▸ **Your goal**
Where a line in the listing below holds "wooden", add it to the tally, and reply with that tally alone.

▸ **Entries supplied**
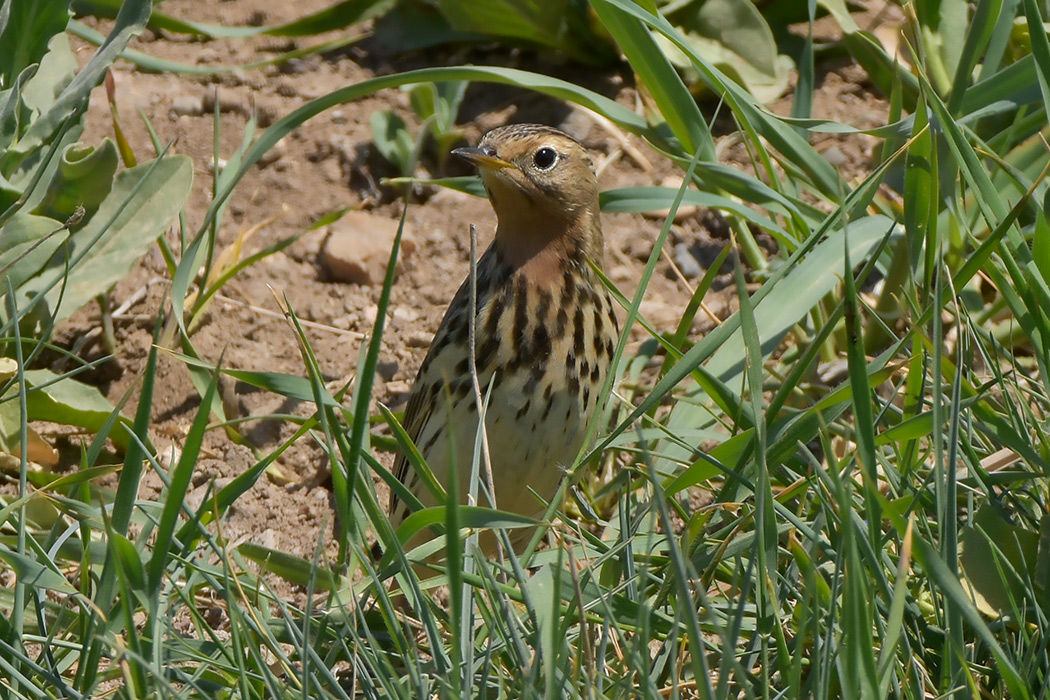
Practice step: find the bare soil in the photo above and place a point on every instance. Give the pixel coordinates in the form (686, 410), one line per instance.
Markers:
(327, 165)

* * *

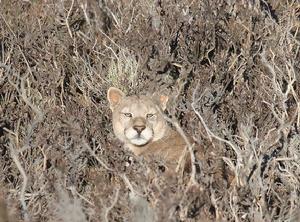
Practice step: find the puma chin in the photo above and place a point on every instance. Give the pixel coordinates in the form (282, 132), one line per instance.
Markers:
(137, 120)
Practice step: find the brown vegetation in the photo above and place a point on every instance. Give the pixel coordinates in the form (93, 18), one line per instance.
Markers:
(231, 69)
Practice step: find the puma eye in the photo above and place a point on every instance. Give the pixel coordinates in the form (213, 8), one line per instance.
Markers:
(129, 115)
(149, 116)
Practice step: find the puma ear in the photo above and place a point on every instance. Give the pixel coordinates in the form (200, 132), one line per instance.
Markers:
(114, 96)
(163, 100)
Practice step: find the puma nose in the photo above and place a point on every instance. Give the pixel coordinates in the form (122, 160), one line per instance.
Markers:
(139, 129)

---

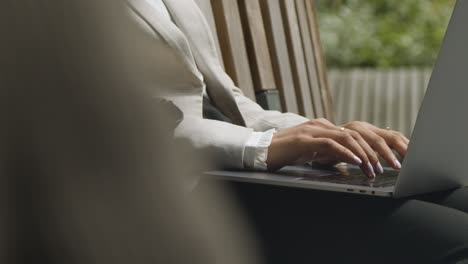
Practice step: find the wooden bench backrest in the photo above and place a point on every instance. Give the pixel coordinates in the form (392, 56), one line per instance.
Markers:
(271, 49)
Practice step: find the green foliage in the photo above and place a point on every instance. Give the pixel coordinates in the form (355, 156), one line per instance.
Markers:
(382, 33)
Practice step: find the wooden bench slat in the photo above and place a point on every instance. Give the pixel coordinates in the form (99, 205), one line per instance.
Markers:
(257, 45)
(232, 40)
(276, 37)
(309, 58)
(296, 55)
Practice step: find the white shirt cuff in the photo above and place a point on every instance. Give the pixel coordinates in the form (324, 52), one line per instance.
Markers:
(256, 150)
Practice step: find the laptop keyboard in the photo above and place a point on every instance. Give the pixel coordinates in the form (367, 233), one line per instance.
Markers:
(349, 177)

▸ **Output of the exercise**
2